DOCUMENT:
┌──

Skip to content

arcnem-ai/autoarc

Repository files navigation

Arcnem AI

autoarc

Local service for benchmark-guided code improvement

日本語 · Why · Run Locally · Job Flow · Code Tour · API · Development


autoarc is an open-source Gleam service for running benchmark-driven code experiments on local Git repositories. It creates isolated worktrees, asks pi to propose changes, runs the benchmark itself, and records jobs plus experiments in SQLite.

autoarc keeps the loop intentionally small and inspectable: one repository, one benchmark contract, repeated measured code improvements.

For a deeper walkthrough, see docs/architecture.md and docs/code-tour.md.

Important

autoarc is designed for trusted local repositories. It runs model-authored edits, git, and bun benchmarks on your machine. Start with the bundled example, use it on repos you are comfortable modifying locally, and make sure you have a working local pi login before running real jobs. The trust model and operating guidance live in SECURITY.md.

└──

INSTRUCTION: Which documentation files does the autoarc page above refer readers to? List every one.

INFORMATION SUPPLIED:
┌──

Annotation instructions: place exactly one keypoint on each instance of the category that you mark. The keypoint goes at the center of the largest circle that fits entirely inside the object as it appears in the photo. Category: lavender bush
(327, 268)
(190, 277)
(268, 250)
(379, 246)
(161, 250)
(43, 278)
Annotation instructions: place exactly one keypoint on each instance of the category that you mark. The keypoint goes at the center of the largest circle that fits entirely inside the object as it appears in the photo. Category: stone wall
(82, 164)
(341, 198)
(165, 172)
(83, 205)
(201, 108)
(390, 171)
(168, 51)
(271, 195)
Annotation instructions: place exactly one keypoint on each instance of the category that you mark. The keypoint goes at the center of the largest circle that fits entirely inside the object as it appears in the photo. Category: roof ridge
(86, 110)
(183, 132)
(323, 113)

└──

THE ANSWER:
docs/architecture.md
docs/code-tour.md
SECURITY.md